* Work to complete
For every line in the records below that contains the word "spire", add one to a count, and report only that count.

* Records for this task
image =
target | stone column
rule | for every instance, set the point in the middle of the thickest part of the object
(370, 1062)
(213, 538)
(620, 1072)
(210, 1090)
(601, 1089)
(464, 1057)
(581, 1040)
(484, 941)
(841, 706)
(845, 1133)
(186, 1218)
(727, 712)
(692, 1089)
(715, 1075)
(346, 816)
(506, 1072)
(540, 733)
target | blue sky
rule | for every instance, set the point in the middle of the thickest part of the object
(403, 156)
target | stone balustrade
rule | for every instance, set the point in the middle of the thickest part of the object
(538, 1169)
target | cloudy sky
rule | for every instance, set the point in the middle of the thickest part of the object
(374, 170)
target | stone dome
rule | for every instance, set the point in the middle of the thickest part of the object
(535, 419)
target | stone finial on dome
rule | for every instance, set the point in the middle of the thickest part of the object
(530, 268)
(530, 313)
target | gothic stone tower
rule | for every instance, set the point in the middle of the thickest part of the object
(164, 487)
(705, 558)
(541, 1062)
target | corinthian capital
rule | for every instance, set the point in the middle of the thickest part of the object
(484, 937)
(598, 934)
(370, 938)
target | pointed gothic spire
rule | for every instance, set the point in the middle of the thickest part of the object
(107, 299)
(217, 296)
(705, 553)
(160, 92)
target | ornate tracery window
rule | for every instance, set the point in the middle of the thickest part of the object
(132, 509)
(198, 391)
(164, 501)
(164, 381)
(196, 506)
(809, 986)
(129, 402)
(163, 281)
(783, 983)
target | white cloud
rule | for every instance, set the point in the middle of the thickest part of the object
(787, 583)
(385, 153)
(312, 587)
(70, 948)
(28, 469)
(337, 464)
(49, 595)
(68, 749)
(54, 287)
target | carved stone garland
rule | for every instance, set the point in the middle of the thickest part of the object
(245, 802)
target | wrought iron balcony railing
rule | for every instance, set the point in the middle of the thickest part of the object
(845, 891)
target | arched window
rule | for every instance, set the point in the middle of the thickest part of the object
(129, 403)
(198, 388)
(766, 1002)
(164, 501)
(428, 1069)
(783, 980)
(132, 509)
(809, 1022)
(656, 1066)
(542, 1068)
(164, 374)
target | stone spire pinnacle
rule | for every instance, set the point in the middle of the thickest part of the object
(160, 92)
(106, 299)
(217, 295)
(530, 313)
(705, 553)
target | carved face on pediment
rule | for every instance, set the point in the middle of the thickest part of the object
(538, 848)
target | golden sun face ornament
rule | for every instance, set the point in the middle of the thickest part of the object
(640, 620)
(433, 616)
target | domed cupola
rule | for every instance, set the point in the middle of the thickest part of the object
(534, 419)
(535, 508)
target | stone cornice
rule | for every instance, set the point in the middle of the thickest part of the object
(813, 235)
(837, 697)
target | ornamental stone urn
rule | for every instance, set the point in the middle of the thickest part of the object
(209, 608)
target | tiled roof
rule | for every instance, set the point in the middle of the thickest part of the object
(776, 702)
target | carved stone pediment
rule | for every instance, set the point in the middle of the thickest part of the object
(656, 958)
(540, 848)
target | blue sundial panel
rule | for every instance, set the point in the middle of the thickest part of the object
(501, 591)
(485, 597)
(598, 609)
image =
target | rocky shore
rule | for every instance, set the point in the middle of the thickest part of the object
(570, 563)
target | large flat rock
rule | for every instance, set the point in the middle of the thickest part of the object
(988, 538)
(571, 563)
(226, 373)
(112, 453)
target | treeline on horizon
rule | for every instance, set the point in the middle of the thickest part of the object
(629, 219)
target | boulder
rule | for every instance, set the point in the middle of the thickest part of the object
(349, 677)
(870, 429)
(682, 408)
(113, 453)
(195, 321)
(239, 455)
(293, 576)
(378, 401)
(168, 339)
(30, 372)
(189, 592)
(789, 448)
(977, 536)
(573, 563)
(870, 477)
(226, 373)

* Answer space
2